▸ AIM OF THE TASK
Output all records precisely as written.
---------- SUPPLIED RECORDS ----------
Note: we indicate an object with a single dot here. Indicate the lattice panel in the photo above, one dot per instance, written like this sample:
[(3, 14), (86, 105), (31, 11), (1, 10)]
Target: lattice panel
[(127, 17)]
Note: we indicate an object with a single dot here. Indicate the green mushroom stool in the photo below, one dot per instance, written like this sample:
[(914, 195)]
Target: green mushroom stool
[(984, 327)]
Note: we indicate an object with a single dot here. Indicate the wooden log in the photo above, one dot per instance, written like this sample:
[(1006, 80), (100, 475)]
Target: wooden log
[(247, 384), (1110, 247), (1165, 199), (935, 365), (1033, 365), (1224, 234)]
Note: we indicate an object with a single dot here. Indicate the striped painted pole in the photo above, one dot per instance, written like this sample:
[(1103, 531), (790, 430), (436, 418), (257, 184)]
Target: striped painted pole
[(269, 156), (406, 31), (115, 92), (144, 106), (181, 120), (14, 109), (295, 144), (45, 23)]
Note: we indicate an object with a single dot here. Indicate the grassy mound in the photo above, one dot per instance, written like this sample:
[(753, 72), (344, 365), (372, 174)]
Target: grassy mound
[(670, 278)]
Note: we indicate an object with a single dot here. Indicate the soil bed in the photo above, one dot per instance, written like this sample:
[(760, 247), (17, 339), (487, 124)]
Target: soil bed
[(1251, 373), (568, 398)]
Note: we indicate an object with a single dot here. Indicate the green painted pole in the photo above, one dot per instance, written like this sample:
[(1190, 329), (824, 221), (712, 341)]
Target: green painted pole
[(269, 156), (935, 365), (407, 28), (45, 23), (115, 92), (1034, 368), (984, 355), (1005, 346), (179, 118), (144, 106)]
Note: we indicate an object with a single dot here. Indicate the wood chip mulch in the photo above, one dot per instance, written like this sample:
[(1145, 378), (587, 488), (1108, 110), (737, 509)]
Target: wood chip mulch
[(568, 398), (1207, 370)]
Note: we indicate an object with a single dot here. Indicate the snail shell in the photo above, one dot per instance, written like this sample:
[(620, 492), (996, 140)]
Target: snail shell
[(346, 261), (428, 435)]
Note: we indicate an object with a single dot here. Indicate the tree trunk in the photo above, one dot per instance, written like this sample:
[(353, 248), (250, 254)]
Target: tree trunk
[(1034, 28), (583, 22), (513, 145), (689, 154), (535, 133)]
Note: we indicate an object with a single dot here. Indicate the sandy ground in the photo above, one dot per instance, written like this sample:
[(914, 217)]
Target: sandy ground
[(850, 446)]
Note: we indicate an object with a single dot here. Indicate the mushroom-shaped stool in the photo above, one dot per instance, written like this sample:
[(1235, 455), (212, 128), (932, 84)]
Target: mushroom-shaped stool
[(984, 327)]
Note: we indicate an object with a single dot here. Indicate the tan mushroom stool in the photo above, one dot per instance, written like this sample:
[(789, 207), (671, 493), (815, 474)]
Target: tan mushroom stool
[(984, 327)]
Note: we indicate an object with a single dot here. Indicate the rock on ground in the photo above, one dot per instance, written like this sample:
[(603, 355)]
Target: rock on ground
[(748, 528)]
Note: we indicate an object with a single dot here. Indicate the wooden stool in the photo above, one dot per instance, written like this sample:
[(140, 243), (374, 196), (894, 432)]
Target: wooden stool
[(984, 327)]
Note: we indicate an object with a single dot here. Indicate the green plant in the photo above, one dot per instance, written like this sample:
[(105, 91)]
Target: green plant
----------
▸ OUTPUT OF THE TASK
Note: we indicate an object with a single dot here. Indicate the lattice panel in the photo above, one dot per instance, written like this sample:
[(3, 14), (86, 105), (31, 11), (1, 10)]
Target: lattice panel
[(127, 17)]
Note: we indicate an object with a single dot here. Indicate the green mushroom stool in the photo below, one dot per instance, written like this sample:
[(914, 195)]
Target: green mushroom stool
[(984, 327)]
Note: we indicate an object with a single dot here. Indicate the wooden log in the photo above, one dot per instance, written like this sample:
[(1006, 80), (100, 475)]
Target: wooden log
[(247, 384), (1110, 247), (1165, 199), (935, 365), (1033, 365), (1224, 234)]
Note: we indicate an object with a single dot here. Indicate the striped painted pole in the photo above, one dot per instance, written like this sample:
[(1103, 531), (790, 430), (436, 418), (257, 184)]
Target: striped painted pole
[(269, 156), (406, 31), (115, 92), (144, 106), (181, 120), (14, 109), (295, 144), (45, 23)]
Note: we indicate an object with a single dot here. Indicate the grassy mound in the photo above, one dot per instance, written like this sample:
[(753, 72), (344, 365), (372, 174)]
Target: grassy mound
[(670, 278)]
Note: we indicate an object with a single dot here. Indicate the soil bed in the photo above, one dot per instance, written like this sample:
[(760, 247), (17, 339), (487, 124)]
Target: soil bed
[(1251, 373), (568, 398)]
Note: we indicate an object with a single dot here. Indicate the green painted pole in the photo above, one dot per instance, written like this sample:
[(1190, 329), (824, 221), (712, 341)]
Target: green painted pole
[(269, 156), (935, 365), (407, 28), (45, 23), (115, 92), (1034, 368), (984, 355), (1005, 346), (179, 118), (144, 106)]
Note: we indicate an object with a single dot here. Indicate the wood chip mulch in the photo above, one dot per instance, written like this sample:
[(1145, 378), (587, 488), (1108, 110), (737, 509)]
Target: wood chip mulch
[(568, 398), (1207, 370)]
Note: we indicate an object with a single dot here. Indicate the snail shell in the photo above, one dot per instance, written like this sample:
[(620, 492), (996, 140)]
Target: snail shell
[(346, 261), (428, 435)]
Note: we indicate an object with a single dot here. Indicate the tree trunk in the photo above, one dot per instance, written like this sample:
[(353, 248), (250, 254)]
Target: tree trunk
[(1034, 28), (583, 22), (513, 145), (689, 154), (535, 133)]
Note: we indicate an object with a single dot here. Indicate the sandy ground in the photo above, one dot per instance, written like this sample:
[(914, 217)]
Target: sandy ground
[(850, 446)]
Note: we indicate an object with a single dot here. Indicate the mushroom-shaped stool in the photo above, one dot per instance, written like this sample:
[(1235, 455), (212, 128), (932, 84)]
Target: mushroom-shaped stool
[(984, 327)]
Note: we indicate an object with a single dot here. Indicate the tan mushroom stool in the photo above, one dot per instance, written like this sample:
[(789, 207), (671, 493), (815, 474)]
Target: tan mushroom stool
[(984, 327)]
Note: we indicate an object with a single dot here. Indicate the rock on ground in the photo above, one dot per instance, written like this sample:
[(603, 355)]
Target: rock on ground
[(748, 528)]
Note: we indicate an object with a single dot here. Indicate the wooden stool in the photo above, one dot per instance, written like this sample:
[(140, 243), (374, 196), (894, 432)]
Target: wooden stool
[(984, 327)]
Note: we indicate an object with a single dot here. Indicate the green plant in the photo above, one dot per instance, written like this sample:
[(105, 91)]
Target: green plant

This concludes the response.